Stored records:
────────────────────
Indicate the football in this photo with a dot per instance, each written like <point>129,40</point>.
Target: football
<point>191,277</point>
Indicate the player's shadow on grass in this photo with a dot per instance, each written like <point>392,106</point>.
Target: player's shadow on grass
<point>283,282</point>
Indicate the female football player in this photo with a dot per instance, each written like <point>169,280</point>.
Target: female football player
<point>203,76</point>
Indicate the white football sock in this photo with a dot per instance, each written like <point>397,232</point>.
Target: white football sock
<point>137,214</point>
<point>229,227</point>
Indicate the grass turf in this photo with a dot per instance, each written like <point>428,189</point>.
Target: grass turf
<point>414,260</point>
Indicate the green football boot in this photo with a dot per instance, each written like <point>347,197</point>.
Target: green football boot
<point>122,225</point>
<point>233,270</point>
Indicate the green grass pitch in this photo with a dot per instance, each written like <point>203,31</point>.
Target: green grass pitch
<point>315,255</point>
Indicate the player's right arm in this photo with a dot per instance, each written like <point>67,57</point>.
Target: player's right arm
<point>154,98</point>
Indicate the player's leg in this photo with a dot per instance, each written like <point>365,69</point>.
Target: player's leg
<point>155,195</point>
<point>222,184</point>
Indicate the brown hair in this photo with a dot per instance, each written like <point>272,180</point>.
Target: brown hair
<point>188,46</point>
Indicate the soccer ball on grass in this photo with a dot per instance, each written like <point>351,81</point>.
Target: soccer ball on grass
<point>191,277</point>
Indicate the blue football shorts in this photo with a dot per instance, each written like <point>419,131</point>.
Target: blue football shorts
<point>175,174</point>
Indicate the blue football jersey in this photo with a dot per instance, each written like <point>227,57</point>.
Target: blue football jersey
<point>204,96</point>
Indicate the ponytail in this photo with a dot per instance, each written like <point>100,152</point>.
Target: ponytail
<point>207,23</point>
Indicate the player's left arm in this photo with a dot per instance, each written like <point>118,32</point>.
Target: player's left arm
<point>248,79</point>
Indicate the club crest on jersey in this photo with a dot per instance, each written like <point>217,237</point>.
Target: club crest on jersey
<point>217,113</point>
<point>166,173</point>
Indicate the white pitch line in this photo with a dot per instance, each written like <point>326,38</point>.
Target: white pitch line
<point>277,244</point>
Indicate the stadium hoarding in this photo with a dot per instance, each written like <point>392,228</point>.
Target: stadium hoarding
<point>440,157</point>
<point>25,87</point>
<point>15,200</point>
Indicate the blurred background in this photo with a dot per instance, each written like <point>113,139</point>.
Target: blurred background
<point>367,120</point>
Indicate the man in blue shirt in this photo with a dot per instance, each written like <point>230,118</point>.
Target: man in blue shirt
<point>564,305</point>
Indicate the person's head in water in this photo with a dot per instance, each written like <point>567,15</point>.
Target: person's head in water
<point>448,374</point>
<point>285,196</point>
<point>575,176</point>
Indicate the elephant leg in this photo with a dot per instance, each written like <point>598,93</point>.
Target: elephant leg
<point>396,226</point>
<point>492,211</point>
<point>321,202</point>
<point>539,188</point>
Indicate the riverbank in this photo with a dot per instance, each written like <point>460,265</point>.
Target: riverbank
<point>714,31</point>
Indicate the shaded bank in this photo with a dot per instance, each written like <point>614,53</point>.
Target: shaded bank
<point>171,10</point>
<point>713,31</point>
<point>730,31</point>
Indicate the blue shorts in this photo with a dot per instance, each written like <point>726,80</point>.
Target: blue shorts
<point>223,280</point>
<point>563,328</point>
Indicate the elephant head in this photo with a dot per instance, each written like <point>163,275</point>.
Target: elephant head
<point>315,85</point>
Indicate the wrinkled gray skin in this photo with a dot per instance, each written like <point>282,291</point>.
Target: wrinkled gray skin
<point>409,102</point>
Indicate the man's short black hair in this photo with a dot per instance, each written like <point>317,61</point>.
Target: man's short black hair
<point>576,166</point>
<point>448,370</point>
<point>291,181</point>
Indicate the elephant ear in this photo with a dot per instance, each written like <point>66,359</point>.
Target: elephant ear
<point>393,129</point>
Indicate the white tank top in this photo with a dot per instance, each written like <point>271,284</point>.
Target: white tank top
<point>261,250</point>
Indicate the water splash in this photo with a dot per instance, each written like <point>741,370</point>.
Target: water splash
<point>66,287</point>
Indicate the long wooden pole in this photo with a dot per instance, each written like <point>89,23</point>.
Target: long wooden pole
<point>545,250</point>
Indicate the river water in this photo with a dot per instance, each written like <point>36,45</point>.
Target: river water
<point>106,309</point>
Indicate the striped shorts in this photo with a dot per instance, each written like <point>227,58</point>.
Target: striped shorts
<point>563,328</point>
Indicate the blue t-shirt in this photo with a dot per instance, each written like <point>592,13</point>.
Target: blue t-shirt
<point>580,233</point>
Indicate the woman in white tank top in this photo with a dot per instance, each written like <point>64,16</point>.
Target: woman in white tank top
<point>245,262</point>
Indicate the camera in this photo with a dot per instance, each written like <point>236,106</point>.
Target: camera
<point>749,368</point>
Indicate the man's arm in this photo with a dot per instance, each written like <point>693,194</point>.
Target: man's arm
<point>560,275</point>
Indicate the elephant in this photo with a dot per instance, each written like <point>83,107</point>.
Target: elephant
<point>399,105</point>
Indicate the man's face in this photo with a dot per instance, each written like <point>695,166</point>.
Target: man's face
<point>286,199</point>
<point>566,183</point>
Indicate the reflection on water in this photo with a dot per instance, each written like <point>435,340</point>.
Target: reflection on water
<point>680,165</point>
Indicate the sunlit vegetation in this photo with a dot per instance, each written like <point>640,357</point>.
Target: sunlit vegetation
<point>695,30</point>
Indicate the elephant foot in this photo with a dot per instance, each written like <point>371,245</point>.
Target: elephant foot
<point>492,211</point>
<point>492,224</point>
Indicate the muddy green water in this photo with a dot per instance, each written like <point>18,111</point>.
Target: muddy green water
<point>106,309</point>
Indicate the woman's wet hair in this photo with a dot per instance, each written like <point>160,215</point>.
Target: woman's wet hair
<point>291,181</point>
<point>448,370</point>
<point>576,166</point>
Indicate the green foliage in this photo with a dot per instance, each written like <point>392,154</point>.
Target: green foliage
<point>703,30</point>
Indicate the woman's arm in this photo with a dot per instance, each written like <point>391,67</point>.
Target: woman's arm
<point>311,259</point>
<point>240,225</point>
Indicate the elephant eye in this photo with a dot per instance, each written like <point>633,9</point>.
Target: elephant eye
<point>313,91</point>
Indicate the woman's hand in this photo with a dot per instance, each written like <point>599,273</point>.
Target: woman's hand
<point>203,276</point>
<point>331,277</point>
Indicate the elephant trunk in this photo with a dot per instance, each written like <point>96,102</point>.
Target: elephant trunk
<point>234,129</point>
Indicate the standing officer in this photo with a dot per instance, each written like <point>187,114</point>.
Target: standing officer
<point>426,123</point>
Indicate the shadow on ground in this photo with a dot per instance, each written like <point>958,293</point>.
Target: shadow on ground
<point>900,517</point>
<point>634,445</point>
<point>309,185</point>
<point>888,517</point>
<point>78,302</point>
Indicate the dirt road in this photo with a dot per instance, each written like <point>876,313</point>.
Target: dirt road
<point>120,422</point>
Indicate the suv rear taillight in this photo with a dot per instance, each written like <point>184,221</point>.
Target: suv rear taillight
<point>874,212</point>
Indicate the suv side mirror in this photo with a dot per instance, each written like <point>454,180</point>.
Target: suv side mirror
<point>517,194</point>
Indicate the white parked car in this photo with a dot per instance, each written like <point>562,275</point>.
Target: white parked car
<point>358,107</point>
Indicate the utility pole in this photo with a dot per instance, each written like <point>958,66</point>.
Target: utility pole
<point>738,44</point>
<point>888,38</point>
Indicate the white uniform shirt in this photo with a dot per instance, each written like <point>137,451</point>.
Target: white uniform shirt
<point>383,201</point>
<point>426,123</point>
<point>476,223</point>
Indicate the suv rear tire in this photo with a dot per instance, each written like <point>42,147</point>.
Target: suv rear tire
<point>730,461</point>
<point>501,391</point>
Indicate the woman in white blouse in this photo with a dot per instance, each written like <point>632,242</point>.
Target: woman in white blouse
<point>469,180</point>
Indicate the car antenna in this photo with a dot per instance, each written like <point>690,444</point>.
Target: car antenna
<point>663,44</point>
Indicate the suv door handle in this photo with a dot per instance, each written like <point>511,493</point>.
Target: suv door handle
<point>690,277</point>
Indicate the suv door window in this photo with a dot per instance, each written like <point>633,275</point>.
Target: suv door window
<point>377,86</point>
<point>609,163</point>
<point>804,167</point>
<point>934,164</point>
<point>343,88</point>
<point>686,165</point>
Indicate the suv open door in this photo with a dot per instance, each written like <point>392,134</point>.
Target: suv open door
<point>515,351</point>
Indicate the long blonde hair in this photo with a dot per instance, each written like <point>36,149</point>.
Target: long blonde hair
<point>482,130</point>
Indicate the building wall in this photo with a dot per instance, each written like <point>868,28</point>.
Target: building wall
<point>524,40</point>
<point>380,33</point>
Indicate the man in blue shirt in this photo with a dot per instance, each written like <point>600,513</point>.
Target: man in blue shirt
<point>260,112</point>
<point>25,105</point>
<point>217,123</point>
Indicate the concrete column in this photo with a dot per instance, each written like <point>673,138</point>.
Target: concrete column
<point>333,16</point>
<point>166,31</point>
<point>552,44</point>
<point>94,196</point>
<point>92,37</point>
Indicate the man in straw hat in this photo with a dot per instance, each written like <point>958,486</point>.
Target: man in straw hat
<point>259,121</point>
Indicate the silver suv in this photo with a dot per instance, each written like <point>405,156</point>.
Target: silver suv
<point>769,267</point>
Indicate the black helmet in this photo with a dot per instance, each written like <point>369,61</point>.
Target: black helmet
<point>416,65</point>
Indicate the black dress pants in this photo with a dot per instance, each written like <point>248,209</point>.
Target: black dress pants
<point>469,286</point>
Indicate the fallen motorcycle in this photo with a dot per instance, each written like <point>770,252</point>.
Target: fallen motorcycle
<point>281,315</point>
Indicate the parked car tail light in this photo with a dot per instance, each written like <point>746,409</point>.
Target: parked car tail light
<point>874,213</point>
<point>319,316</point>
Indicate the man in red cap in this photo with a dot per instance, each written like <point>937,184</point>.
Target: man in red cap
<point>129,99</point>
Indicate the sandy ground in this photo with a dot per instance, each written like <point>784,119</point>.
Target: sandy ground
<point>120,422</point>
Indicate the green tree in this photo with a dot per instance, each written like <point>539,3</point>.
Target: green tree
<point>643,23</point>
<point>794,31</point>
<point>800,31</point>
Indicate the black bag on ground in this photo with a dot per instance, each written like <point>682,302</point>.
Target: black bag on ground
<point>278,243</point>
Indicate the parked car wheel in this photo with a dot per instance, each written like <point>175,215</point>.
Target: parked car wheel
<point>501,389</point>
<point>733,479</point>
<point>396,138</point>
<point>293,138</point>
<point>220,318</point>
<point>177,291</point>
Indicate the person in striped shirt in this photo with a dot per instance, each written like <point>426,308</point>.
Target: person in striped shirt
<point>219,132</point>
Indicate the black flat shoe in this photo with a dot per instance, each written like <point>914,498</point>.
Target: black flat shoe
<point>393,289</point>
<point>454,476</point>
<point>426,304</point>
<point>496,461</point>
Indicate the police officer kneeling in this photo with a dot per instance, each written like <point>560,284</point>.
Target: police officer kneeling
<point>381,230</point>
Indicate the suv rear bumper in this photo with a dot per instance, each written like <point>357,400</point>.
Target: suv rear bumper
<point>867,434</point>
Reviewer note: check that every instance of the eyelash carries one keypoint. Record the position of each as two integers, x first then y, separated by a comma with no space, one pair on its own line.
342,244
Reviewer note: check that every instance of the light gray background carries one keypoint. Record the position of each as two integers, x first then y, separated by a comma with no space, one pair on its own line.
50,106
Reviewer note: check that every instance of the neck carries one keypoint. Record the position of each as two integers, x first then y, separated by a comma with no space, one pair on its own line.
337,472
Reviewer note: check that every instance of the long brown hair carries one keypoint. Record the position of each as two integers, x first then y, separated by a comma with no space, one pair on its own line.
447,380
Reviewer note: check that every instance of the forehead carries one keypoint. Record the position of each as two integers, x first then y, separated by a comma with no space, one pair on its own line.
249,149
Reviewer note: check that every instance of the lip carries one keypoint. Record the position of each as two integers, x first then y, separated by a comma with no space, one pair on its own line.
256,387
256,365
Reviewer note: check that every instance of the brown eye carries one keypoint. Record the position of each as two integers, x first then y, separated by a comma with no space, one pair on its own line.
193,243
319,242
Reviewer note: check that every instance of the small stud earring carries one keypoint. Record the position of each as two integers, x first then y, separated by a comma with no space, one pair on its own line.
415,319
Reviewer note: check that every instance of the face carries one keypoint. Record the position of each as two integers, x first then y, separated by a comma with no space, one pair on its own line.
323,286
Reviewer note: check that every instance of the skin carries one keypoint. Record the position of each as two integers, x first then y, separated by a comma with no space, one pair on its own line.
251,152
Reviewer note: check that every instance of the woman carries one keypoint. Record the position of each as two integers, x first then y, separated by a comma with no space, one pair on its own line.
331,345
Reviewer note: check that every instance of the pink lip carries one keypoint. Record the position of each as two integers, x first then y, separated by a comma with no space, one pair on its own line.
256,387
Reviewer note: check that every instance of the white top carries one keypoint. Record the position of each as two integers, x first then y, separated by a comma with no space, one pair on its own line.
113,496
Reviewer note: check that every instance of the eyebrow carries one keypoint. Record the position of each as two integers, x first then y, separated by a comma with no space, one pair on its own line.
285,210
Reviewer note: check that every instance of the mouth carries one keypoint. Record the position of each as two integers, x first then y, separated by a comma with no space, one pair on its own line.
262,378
────────────────────
■ **WHAT THE TASK REQUIRES**
Print, from the entries above, the line with "Indicate the suv open", the line with "Indicate the fallen" and all lines between them, exactly and with nothing else.

■ **RESULT BELOW**
Indicate the suv open door in this photo with a dot per instance, each written like <point>392,134</point>.
Target: suv open door
<point>515,351</point>
Indicate the long blonde hair in this photo with a dot per instance, each written like <point>36,149</point>.
Target: long blonde hair
<point>482,130</point>
Indicate the building wall in this photo with a dot per instance, each written like <point>868,28</point>.
Target: building wall
<point>524,40</point>
<point>380,33</point>
Indicate the man in blue shirt in this photo with a dot per instance, each written like <point>600,513</point>.
Target: man in blue shirt
<point>260,112</point>
<point>25,105</point>
<point>217,123</point>
Indicate the concrete column in this photo with a dot per instance, each written like <point>673,138</point>.
Target: concrete column
<point>333,16</point>
<point>166,31</point>
<point>552,44</point>
<point>94,196</point>
<point>92,37</point>
Indicate the man in straw hat in this photo with a dot per instance, each written like <point>958,486</point>.
Target: man in straw hat
<point>259,121</point>
Indicate the silver suv in this photo with a dot per instance, each written like <point>405,156</point>.
Target: silver suv
<point>769,267</point>
Indicate the black helmet in this photo with a dot per instance, each written like <point>369,61</point>.
Target: black helmet
<point>416,65</point>
Indicate the black dress pants in this photo with a dot per instance, each written like <point>248,209</point>.
Target: black dress pants
<point>469,286</point>
Indicate the fallen motorcycle in this photo with a dot per instance, each written like <point>770,252</point>.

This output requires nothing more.